» ABOUT THIS EXERCISE: Reproduce the records that follow exactly as they are written.

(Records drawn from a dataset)
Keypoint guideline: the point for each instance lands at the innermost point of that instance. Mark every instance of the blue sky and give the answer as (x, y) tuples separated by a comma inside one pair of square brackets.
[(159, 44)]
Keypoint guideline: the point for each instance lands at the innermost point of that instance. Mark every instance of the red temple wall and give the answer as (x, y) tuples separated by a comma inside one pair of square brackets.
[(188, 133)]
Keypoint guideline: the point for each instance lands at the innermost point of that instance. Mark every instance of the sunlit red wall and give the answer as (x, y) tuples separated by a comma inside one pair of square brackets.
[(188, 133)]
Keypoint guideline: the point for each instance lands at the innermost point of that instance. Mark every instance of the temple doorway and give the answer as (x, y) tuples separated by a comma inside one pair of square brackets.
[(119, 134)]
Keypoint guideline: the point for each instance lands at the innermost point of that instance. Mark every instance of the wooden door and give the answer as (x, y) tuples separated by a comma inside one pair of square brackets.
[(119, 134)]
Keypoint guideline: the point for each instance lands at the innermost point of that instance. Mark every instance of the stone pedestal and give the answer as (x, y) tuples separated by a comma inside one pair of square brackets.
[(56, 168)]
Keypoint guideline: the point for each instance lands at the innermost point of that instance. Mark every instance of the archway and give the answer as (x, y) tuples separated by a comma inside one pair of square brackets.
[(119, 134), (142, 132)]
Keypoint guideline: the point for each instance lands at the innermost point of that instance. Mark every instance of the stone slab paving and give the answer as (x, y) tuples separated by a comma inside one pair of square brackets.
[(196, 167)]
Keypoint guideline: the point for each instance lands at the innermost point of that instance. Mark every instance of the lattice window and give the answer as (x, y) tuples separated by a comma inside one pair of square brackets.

» ANSWER BOX:
Keypoint guideline: the point for each instance lands at the innermost point of that instance. Mark every instance of the blue sky and give the answer as (x, y) tuples separated by a comma inside one pair of square brackets.
[(159, 44)]
Keypoint guideline: the point for each instance lands at the innermost point of that instance. Mark every instance of the red temple wall and give the answer as (x, y) tuples separated by a comma inside one pair of square brackets.
[(188, 133)]
Keypoint guideline: the point for each instance lands at the innermost point of that instance. Mark every instance of the sunlit red wall and give the answer as (x, y) tuples separated by a comma inside one pair of square brackets.
[(188, 133)]
Keypoint guideline: the point for each instance lands at the innermost point of that instance. Mark every instance of the temple doorway and give the answer as (x, y) tuples separated by a comma inside one pair of square brackets.
[(119, 134)]
Keypoint guideline: the point for each instance lands at the innermost point of that instance. Mark every instance of the wooden door and give the answer as (x, y) tuples separated by a comma inside one pair of square brackets.
[(119, 134)]
Keypoint guideline: the point for each instance lands at the innermost point of that instance. Mark every instance of the stone pedestal and give the answer as (x, y) tuples separated by a comma inside one pair of square brackets.
[(56, 168)]
Keypoint guideline: the point for each instance lands at the innermost point of that instance. Mark every instance of the archway and give the answer as (x, y) tuples separated by a comma inside one pair of square brackets.
[(119, 134), (142, 132)]
Keypoint guideline: the point for each instance lands at the innermost point of that instance. Mark every instance of the stone slab paving and give the answer as (x, y) tuples separated by a comma inside one pair of square brackets.
[(196, 167)]
Keypoint guideline: the point for each instance lands at the innermost point of that instance. Mark every instance of the lattice window and give the answer as (x, y) tuples separated by a comma inside one pair of square brackets.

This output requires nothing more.